# Just got a Cannon T4i and learning how to use it



## PhillyCodeHound (Jan 30, 2013)

Hi Everyone,

My name is Seth and I'm from Doylestown, PA just outside of Philadelphia. I finally bit the bullet and purchased a Cannon T4i from BuyDig.com. I'm very happy with it.

I've mainly been using my Galaxy Nexus for photos and my Cannon point-and-shoot and now I'm excited to get to start using at SLR.

Back in high school I inherited my grandfather's Rebel SLR film camera and loved it.

I figured I'd join this forum so I can ask questions and learn.

Please feel free to reach out to me!

-Seth


----------



## o hey tyler (Jan 30, 2013)

PhillyCodeHound said:
			
		

> Hi Everyone,
> 
> My name is Seth and I'm from Doylestown, PA just outside of Philadelphia. I finally bit the bullet and purchased a Cannon T4i from BuyDig.com. I'm very happy with it.
> 
> ...



Welcome Seth. It sounds like you have a very capable camera to start learning more about photography with.


----------



## ronlane (Jan 30, 2013)

Welcome to the site.


----------



## PhillyCodeHound (Jan 30, 2013)

Yea should be fun. I have a 8 week old at home so lots of baby pix are in my future. 

Sent from my Galaxy Nexus using Tapatalk 2


----------



## .SimO. (Jan 30, 2013)

Welcome and be sure to share pics of the new born.  Practice, practice and more practice.


----------



## PhillyCodeHound (Jan 30, 2013)

Will do!


----------



## gw2424 (Jan 30, 2013)

I wanna see some pics!


----------



## CherylL (Jan 30, 2013)

Welcome Seth!  I have a T4i and happy with my purchase.  With an 8 week old baby you will get lots of practice photos and documenting his/her life.  Don't forget to shoot some video too.


----------



## goodguy (Jan 30, 2013)

Congrats for a good camera.
For the money the T4i is an excellent buy. I never had the pleasure to use one but heard lots of good things and I am sure there is a good reason why these cameras sell like hot cakes.


----------



## Railphotog (Jan 30, 2013)

If you learn one thing, let it be that your camera is a _*Canon*_, not a cannon!


----------



## thunderkyss (Jan 30, 2013)

PhillyCodeHound said:


> Back in high school I inherited my grandfather's Rebel SLR film camera and loved it.
> 
> 
> -Seth



That's cool. Do you still have that camera? When was the last time you took pictures with it? Did you figure the exposure thing out?


----------

## Data supplied
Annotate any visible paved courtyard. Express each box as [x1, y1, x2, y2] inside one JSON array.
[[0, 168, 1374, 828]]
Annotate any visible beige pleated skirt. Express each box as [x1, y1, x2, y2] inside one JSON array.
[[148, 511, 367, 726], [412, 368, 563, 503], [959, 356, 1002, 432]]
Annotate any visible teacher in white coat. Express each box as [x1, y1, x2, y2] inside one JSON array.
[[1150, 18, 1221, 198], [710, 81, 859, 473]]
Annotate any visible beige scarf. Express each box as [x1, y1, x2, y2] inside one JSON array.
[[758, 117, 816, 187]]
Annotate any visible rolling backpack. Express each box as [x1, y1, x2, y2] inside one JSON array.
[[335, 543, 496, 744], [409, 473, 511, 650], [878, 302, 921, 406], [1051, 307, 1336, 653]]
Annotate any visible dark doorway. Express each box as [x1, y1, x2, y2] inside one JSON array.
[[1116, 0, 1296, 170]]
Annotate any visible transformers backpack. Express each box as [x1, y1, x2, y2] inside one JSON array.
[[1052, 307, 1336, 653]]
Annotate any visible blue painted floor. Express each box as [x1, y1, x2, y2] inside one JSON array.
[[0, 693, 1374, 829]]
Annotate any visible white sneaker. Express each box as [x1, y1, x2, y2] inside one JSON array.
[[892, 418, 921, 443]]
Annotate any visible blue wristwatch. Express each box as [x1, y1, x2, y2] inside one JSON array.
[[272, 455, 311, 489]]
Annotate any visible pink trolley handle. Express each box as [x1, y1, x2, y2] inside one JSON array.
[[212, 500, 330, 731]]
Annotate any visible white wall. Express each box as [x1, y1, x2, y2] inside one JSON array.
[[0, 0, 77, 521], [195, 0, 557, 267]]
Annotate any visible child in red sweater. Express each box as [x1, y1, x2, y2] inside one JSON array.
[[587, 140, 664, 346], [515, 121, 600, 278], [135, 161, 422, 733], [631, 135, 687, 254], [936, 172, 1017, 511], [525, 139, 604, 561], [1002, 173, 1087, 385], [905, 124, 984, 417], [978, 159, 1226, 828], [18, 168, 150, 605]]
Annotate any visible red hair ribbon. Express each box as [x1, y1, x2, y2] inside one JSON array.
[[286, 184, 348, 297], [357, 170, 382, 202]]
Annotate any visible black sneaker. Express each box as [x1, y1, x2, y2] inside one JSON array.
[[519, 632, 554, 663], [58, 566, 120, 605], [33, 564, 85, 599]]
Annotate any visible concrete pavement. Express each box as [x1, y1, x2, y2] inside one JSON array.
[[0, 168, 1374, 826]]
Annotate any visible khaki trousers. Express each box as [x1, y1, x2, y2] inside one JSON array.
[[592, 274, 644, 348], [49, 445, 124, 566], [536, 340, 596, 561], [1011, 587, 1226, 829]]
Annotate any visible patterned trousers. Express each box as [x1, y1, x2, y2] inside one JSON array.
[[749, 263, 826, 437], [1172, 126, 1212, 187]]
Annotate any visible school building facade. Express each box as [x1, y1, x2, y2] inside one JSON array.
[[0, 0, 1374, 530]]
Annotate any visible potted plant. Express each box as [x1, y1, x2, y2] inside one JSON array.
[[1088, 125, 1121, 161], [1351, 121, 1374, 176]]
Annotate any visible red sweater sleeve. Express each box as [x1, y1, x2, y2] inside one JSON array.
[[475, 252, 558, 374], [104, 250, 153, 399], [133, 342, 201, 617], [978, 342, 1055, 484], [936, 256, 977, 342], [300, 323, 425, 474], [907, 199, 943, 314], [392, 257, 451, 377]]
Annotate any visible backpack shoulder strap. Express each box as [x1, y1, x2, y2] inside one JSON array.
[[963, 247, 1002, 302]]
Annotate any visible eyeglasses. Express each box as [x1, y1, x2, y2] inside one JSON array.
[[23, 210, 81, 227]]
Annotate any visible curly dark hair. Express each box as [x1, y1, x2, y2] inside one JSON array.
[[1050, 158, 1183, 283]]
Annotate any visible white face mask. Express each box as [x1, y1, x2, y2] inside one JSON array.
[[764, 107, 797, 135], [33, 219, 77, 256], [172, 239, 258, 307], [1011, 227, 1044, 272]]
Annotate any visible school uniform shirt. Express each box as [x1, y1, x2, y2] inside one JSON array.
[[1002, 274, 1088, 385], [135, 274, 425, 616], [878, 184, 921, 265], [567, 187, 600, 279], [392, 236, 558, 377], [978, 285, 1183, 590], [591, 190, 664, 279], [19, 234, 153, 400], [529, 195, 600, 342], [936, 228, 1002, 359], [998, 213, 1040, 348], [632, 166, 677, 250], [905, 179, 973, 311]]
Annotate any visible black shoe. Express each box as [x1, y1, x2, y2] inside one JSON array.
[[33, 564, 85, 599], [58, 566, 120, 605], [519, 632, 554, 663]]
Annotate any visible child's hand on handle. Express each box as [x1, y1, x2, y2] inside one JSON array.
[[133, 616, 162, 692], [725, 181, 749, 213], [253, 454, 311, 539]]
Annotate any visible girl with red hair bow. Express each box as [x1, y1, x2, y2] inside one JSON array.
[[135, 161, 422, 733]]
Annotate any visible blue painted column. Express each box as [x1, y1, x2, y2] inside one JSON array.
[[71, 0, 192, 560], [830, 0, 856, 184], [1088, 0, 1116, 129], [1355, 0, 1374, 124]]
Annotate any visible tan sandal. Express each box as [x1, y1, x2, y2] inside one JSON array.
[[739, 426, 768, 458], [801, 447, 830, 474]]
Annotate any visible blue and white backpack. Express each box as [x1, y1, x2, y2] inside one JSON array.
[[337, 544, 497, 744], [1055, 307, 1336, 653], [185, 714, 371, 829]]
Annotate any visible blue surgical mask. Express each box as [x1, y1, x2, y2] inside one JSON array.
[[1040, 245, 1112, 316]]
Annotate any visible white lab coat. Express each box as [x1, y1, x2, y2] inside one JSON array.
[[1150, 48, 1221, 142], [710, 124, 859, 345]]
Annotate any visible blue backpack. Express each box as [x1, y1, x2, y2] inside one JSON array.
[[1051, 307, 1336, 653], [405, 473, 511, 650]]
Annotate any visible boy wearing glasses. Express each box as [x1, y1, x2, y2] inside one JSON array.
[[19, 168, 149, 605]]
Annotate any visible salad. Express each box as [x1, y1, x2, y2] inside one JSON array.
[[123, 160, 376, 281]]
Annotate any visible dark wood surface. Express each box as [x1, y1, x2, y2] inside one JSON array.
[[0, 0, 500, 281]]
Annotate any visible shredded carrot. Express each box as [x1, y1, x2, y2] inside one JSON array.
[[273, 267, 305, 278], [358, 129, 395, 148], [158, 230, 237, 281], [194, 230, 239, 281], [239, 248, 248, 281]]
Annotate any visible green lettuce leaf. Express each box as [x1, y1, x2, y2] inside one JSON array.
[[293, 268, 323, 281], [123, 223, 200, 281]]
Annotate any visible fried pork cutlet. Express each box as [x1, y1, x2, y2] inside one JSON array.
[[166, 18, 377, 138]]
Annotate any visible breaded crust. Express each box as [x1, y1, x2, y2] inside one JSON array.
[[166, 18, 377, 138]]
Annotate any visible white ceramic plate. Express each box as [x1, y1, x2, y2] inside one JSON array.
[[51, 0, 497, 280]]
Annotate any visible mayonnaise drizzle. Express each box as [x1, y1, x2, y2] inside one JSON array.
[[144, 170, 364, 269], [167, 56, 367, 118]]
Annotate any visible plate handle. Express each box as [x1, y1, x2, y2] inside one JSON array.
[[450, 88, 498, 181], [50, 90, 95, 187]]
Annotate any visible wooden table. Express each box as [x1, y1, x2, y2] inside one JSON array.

## Given task
Please reproduce word for word the stretch of the T4i forum thread from "Congrats for a" through "not a cannon!".

## Exercise response
Congrats for a good camera.
For the money the T4i is an excellent buy. I never had the pleasure to use one but heard lots of good things and I am sure there is a good reason why these cameras sell like hot cakes.


----------



## Railphotog (Jan 30, 2013)

If you learn one thing, let it be that your camera is a _*Canon*_, not a cannon!